Données fournies:
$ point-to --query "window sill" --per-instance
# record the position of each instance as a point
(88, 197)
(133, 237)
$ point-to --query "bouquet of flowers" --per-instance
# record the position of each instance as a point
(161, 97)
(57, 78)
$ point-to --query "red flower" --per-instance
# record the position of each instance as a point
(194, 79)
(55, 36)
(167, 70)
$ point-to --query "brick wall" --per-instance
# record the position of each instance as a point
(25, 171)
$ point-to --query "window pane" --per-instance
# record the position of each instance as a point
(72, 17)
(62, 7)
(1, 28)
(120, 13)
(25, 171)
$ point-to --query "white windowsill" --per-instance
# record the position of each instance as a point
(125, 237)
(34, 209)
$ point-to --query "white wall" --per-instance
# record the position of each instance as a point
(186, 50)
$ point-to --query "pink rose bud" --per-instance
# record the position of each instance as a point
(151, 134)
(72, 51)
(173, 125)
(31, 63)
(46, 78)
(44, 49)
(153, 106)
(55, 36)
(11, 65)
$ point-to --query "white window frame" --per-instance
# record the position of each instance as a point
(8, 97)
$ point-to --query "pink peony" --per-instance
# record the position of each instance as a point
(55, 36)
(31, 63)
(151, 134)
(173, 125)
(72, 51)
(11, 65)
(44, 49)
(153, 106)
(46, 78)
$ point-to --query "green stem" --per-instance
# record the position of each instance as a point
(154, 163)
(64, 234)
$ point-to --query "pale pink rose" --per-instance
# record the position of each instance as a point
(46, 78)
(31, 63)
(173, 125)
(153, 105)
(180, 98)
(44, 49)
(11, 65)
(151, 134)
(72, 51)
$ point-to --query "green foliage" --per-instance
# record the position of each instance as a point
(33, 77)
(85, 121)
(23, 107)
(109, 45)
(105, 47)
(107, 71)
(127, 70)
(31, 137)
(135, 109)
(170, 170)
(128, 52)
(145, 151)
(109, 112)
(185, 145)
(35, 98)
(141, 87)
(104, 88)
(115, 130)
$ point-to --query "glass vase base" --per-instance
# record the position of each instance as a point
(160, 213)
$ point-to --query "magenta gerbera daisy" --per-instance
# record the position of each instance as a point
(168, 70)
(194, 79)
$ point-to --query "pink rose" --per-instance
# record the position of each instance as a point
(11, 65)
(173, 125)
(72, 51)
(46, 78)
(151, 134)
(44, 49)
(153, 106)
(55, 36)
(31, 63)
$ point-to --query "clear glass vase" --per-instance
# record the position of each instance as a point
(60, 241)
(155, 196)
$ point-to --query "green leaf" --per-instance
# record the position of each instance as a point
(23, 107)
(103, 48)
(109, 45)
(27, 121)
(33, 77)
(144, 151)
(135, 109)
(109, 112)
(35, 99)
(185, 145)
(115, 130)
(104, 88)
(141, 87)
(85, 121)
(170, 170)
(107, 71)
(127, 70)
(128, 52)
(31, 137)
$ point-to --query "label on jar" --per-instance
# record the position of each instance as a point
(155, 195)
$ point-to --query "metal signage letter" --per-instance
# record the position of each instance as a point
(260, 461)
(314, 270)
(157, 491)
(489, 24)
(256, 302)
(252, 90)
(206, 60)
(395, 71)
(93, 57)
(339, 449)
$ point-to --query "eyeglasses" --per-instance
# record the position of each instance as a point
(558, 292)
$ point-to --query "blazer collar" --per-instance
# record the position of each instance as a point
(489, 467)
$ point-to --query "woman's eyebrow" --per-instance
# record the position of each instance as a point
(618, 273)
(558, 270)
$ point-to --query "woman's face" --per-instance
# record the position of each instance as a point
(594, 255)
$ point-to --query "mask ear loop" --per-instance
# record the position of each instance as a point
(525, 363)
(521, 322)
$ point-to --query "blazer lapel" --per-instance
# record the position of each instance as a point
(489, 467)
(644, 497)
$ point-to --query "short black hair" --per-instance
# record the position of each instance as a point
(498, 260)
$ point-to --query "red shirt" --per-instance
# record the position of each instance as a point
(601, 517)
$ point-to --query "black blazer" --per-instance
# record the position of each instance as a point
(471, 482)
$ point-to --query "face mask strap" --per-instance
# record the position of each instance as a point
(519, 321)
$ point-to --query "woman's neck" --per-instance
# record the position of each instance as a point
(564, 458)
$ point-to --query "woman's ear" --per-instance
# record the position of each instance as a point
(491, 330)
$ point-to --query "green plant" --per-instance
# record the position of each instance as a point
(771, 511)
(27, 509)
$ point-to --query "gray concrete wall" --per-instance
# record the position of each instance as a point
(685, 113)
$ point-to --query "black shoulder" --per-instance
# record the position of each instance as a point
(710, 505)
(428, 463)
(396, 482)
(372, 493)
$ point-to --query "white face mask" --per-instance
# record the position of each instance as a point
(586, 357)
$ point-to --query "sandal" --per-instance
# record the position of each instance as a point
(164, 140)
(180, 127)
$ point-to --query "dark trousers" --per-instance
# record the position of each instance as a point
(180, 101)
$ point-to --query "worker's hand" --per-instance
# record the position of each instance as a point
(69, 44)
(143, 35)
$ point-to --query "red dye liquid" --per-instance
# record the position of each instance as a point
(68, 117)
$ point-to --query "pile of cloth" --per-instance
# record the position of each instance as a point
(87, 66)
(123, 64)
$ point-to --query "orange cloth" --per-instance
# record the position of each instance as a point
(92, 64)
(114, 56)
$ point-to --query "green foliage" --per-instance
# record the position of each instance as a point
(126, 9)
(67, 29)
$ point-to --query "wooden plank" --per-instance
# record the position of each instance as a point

À produire:
Compte les lignes du matériel ci-dessus où figure la chaîne « black ». Indique seulement ce nombre.

Solution:
3